Saved entries
______________________________
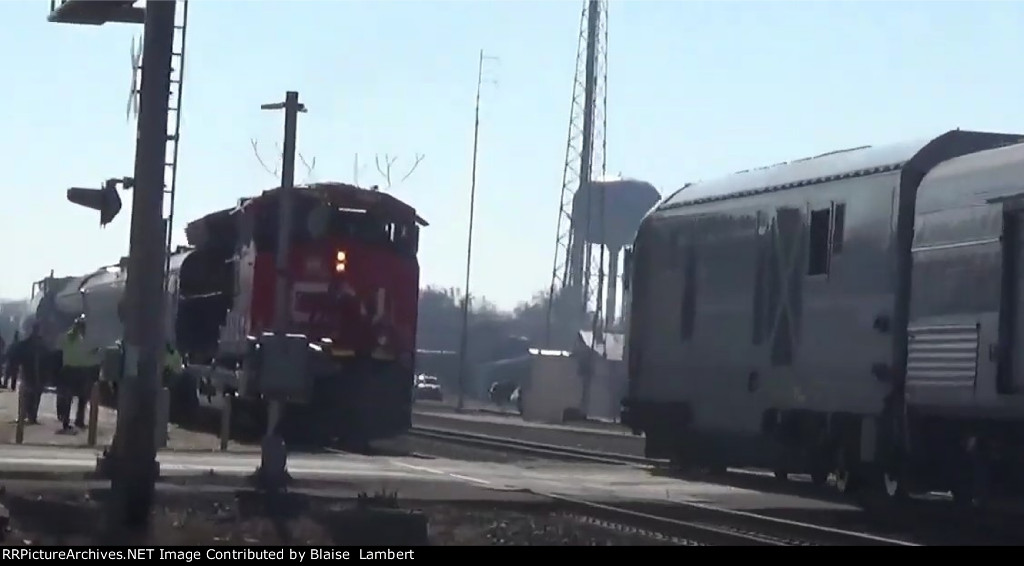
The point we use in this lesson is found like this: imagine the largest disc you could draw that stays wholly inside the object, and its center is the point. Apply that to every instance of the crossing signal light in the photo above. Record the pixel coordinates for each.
(105, 200)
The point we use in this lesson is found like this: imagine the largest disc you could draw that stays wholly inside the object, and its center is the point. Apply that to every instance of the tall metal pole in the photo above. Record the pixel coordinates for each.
(292, 109)
(274, 455)
(134, 448)
(464, 339)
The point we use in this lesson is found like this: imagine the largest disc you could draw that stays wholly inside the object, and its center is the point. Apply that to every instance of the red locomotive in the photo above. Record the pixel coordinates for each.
(353, 283)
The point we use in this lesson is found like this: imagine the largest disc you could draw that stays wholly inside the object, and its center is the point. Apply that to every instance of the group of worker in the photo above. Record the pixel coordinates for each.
(74, 367)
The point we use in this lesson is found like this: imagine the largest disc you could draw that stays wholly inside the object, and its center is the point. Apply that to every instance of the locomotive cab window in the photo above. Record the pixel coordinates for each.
(825, 237)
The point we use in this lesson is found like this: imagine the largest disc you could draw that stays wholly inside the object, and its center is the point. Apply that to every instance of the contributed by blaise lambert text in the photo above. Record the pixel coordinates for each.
(220, 553)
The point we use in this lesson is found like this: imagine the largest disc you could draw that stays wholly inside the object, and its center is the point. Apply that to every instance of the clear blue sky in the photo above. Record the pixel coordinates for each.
(695, 90)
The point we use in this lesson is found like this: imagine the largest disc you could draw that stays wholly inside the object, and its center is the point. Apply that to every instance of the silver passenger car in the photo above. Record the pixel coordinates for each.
(769, 311)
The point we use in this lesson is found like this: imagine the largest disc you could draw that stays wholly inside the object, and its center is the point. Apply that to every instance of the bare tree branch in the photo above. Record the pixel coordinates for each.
(385, 169)
(419, 159)
(309, 165)
(385, 166)
(262, 163)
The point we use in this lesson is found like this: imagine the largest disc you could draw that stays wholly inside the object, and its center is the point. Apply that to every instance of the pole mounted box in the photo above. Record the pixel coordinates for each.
(104, 200)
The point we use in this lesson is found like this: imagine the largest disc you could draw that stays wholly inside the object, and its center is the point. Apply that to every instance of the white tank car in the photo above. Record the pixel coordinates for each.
(770, 308)
(52, 307)
(102, 295)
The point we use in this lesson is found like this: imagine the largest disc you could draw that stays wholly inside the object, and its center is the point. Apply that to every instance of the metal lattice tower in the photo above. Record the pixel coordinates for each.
(174, 126)
(578, 271)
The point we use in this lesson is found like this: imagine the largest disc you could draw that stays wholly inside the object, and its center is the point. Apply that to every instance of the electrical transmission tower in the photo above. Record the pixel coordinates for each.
(174, 129)
(578, 272)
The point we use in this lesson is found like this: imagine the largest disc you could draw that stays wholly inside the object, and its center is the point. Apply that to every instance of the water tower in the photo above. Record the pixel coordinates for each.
(606, 214)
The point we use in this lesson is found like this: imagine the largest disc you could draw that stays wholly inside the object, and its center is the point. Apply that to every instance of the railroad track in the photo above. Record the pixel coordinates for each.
(528, 447)
(682, 522)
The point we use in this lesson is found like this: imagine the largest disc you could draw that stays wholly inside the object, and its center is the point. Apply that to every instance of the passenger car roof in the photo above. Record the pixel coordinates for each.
(854, 162)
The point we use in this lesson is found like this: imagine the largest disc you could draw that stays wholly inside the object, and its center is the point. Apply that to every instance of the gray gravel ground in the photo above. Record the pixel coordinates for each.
(60, 517)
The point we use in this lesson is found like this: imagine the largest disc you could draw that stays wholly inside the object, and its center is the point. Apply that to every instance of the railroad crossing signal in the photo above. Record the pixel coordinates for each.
(104, 200)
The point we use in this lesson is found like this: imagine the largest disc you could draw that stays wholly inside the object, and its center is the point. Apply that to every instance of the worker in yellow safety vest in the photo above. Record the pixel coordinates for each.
(79, 362)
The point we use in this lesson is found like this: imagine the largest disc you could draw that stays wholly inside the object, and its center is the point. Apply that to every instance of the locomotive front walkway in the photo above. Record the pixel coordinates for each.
(45, 433)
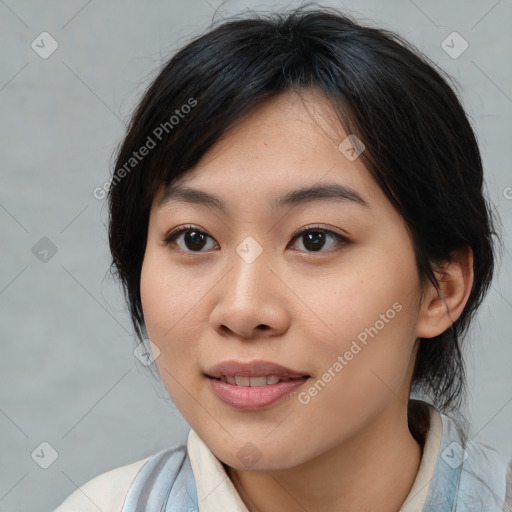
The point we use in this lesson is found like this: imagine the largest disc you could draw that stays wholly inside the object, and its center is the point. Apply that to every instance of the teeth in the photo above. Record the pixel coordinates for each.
(239, 380)
(242, 381)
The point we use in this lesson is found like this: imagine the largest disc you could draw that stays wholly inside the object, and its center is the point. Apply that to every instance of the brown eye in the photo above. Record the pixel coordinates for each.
(194, 240)
(315, 239)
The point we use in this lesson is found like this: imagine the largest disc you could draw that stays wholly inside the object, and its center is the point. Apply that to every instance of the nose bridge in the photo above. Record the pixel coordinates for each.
(250, 270)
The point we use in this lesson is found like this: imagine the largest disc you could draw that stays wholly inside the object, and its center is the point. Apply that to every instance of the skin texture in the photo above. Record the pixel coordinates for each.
______________________________
TASK DESCRIPTION: Exact repetition of all entries is required. The pictures should not appear.

RESPONSE AREA:
The point we use in this lesson is found like this: imagine the largest disc you could draw that stays wholly inside the object, and its center is the point. Apply that to every instance of the crossing signal light in the photo above. Record the pixel coordinates for each.
(105, 200)
The point we use in this lesson is found like this: imagine the largest disc you could draw that stays wholly inside the object, and its center is the point. Apply that to every instance of the tall metal pole in the photo above. Record the pixel coordinates for each.
(292, 109)
(274, 455)
(134, 448)
(464, 339)
The point we use in this lesson is found like this: imagine the largest disc you could draw that stays wholly inside the object, and its center is the point. Apply that to every instance of the red locomotive in the photo above. Record the pixel coordinates for each.
(353, 283)
The point we use in this lesson is found like this: imagine the largest disc you could draw that stays wholly inside the object, and its center is the point. Apply that to every instance of the group of worker in the photo above. Record the pixel coordinates for each.
(74, 367)
The point we use in this lesson is found like this: imagine the largest disc you could draw that stays wholly inside the object, and its center is the point. Apply that to every instance of the locomotive cab window in the photo above. Record the pixel coordinates for each.
(825, 237)
The point we use in this lesson is found like this: imagine the largest disc you could draw that stays wholly inside the object, and its center is the point. Apply that to every instance of the contributed by blaise lambert text in the photo above. Record the pixel coordinates for each.
(220, 553)
The point we use in this lesson is found like this: imagine the largest disc you could draw that stays wholly inside the object, and its center is the point. Apply that to every instance of the clear blue sky in the photo above. Record the pixel coordinates for each.
(695, 90)
The point we use in this lesson is found like this: imagine the largest disc you could draw that stays wholly inside the object, and its center is the point. Apply that to every instance of the silver passenger car in the photo above. Record the pixel coordinates for each.
(769, 311)
The point we use in this lesson is found like this: imagine the largest disc you could draw that stays wholly inside the object, and its center is the point. Apply that to every instance of the bare tree branch in the photo above. Record the pixel coordinates for each.
(385, 169)
(419, 159)
(309, 165)
(385, 166)
(262, 163)
The point we use in this lesson is found like this: imagine the largest disc you could draw that stays wholly inside the object, and its center is the point. Apply that to every instance of the pole mounted box in the photo above. Record the pixel coordinates for each.
(104, 200)
The point we use in this lesson is found like this: imagine the largest disc you could draw that stays wholly inside the object, and its center is the point. Apply that to every instance of the white tank car in the photo above. Record the pixel coordinates for each.
(770, 308)
(52, 307)
(102, 295)
The point we use in this lesson is found like this: imagine the largest disc you could draw that stays wholly inside the object, and its center is the point. Apply that to every instance of the metal lattice tower in the photo above. Record the pixel coordinates for each.
(174, 126)
(578, 271)
The point we use in this lesson is found like this: imagine the largest disc you could draw that stays wholly inside the object, and its center is the point. Apply that to every instance of the electrical transmission tower in the photo above. Record the pixel coordinates for each.
(174, 129)
(578, 272)
The point we use in this lesson is found like this: imagine the largest disc you could draw that stays wholly inside the object, and its center is the point. Apply that to every instance of the water tower in the photo above. Record the pixel coordinates for each.
(606, 214)
The point we use in this lesson is found like this: imagine the largest disc you could draw that stays wholly inside the object, and its center is the point. Apply that to every instance of the railroad track in the photo above. Record the pixel coordinates for each.
(528, 447)
(682, 522)
The point we use in this lesson is found like this: imagine the largest disc you could draw that stays wholly inside the object, and its center is the point. Apply that to every instance of the passenger car roof in the photo above. Record the pixel coordinates for each.
(854, 162)
The point we use in this lesson is found like this: imagine the largest disc you could draw that stays wholly inside the object, and its center is the point. Apply that to every instance of the gray gravel ground in the photo above. Record the pixel coordinates for each.
(60, 517)
The point we use in this lesson is found like this: imagine the largest disc you could draw that stays wholly inside the object, and its center is the point. Apply that to every instance of the railroad crossing signal in the photo above. Record the pixel coordinates for each.
(104, 200)
The point we use in this lesson is found like this: imagine the largest disc you could draw that stays wholly inside the object, and its center is the point. Apply that to every instance of the worker in yellow safety vest in the photo above. Record the pixel coordinates for each.
(79, 362)
The point we use in this lesson is found like this: imagine the largest disc you could draw that stays wholly inside the object, and its center is the point. Apply that to every instance of the locomotive front walkway in the photo above. Record the pixel coordinates for each.
(45, 433)
The point we use in this lesson is found like this: imagine the largest disc you could draw that stays wholly inside the object, and its center is the point. Apply that to every instance of the teeth in the photo above. Record the pixel coordinates for each.
(239, 380)
(242, 381)
The point we use in this lesson is found like this: imagine the largest disc you could draw that stays wholly inside the object, and its center is the point. Apply that to every instance of the brown eye in the photo above. Record the pixel coordinates for each.
(194, 240)
(315, 239)
The point we use in this lesson is found like this: imagine the largest disc you could draw that stays wholly inside the object, and its center is the point. Apply that to every instance of the nose bridge in the photo above. Record the pixel coordinates for each.
(250, 270)
The point we use in this lesson is found like this: imagine the largest disc you could draw that stays wholly inside the object, and its center is the point. Apply that to every instance of the skin texture in the photo above. Record the pixel coordinates for each.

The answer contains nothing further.